(Extracted data entries)
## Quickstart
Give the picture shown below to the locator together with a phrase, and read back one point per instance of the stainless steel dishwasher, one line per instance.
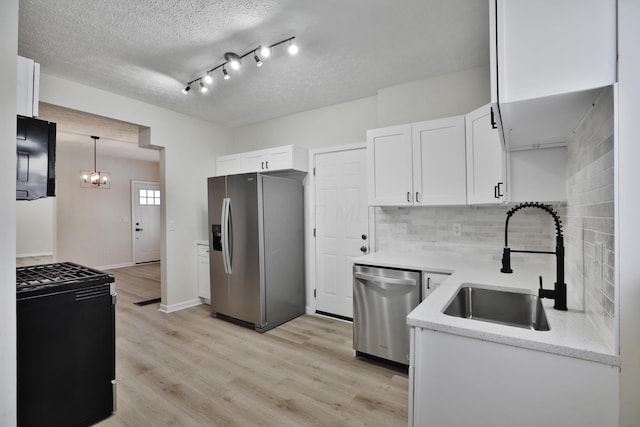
(382, 299)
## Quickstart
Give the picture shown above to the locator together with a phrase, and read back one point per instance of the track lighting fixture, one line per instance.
(234, 60)
(293, 48)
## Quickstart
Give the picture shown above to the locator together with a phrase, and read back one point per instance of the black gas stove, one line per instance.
(41, 279)
(66, 345)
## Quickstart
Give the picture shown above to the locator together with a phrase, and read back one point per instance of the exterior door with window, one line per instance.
(146, 221)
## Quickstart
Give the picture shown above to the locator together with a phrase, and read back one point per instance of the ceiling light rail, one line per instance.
(234, 61)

Assigned task: Leaving the images out, return every record exactly.

Output for this task:
## Quickstart
Give the picture shown below to the locator together with a phrase, and read back one point per instance of the stainless steel dishwasher, one line per instance.
(382, 299)
## Quickstart
Give the picture shown above to the locator together with a phrase, and read back one point per instance of the track lighting fixture, one line per instance.
(234, 60)
(293, 48)
## Quickstart
Give the picture shown above to the locator together with a phrase, and read back one point per instance of the black gas stove, one line per instance.
(41, 279)
(66, 345)
## Quickstart
Give the picture shown above to the locator together with a phrase, and read back one point per instance of the exterior door with window, one line per instance.
(146, 221)
## Quickstart
Give the picture shown above to the locator together with a phrase, and read back one point per instance of the ceiling light rail, one line per instance.
(234, 61)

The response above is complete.